* **Available data**
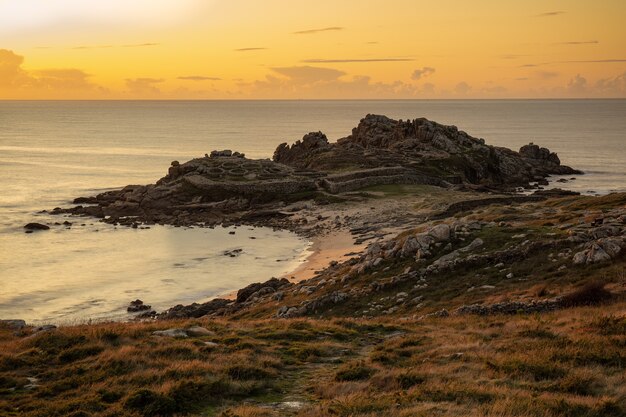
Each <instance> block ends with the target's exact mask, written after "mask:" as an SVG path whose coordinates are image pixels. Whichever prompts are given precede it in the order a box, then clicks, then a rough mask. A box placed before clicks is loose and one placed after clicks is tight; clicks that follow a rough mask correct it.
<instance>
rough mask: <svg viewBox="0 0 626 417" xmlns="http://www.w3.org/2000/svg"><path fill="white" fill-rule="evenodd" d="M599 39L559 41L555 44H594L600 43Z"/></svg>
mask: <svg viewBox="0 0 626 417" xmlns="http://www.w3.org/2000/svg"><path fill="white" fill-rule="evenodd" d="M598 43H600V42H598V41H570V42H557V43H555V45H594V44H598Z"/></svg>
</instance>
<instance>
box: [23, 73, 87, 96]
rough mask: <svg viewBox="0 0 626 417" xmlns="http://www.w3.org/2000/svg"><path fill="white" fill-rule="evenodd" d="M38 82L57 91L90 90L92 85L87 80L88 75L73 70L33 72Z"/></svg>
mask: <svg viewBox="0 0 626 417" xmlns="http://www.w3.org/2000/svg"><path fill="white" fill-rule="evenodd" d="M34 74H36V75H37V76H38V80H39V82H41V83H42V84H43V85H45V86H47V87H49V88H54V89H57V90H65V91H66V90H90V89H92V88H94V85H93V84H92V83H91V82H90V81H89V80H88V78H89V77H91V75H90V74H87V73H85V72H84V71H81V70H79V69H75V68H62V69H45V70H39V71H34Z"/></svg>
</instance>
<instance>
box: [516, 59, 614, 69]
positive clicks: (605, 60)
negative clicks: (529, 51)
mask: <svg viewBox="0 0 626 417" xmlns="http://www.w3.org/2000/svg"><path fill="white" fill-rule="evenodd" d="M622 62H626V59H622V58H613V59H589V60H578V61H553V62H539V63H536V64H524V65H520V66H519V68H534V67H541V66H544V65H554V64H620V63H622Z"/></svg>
* * *
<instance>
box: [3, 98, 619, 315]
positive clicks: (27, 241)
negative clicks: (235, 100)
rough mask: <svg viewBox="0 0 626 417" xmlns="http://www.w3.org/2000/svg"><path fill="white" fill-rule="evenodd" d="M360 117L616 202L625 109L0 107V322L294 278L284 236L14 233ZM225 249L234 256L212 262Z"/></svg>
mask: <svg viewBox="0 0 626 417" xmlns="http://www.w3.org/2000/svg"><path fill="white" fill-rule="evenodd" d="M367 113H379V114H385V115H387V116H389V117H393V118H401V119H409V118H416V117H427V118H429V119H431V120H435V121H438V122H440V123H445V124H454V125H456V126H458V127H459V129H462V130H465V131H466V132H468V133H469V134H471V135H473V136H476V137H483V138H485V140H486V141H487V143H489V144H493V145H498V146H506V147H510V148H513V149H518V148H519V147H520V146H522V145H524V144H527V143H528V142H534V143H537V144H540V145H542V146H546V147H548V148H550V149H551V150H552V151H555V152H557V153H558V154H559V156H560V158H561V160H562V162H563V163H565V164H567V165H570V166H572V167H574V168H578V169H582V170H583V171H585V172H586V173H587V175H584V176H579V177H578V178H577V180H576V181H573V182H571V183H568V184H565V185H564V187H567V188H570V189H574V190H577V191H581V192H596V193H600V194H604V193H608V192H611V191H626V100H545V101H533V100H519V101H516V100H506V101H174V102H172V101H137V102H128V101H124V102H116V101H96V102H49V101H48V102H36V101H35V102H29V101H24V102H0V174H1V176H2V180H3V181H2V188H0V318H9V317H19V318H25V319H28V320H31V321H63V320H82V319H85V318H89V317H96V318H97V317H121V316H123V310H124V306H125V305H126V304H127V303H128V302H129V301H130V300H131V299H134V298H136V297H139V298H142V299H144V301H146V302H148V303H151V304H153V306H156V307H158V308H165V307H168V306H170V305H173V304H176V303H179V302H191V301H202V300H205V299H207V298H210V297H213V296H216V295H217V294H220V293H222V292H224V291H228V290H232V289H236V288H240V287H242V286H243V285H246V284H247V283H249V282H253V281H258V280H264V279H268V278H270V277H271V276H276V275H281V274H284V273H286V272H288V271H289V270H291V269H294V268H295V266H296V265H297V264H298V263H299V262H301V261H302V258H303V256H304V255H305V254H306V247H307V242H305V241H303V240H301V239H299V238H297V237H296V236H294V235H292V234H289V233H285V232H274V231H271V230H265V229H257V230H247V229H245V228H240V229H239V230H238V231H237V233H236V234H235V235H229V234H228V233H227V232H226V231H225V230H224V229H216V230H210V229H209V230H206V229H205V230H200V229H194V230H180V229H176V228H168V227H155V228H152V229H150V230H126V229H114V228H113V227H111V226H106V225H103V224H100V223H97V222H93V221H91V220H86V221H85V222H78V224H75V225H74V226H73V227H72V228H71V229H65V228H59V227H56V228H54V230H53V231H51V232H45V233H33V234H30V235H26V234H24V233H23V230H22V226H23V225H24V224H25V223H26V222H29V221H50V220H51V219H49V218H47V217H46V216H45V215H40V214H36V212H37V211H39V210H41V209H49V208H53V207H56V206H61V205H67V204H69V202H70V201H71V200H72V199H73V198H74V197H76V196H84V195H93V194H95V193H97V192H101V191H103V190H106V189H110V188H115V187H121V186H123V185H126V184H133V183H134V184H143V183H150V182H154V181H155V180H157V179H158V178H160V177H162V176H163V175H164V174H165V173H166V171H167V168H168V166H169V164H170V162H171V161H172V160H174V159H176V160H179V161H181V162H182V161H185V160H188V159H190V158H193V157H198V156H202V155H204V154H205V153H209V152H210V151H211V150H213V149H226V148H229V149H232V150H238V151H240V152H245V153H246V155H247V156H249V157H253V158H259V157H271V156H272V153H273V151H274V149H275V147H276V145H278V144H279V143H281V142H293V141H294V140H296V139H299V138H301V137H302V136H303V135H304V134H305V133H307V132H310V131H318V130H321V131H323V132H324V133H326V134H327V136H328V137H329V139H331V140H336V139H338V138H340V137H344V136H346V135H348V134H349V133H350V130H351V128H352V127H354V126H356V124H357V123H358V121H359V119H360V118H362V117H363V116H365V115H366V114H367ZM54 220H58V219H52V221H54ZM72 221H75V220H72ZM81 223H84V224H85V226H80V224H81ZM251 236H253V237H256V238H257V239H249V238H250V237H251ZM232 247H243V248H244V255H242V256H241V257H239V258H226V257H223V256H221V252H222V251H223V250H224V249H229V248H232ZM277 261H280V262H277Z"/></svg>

* **Task goal**
Show each line of the material that includes the string "positive" by copying it.

* **Response box**
positive clicks: (605, 60)
positive clicks: (27, 241)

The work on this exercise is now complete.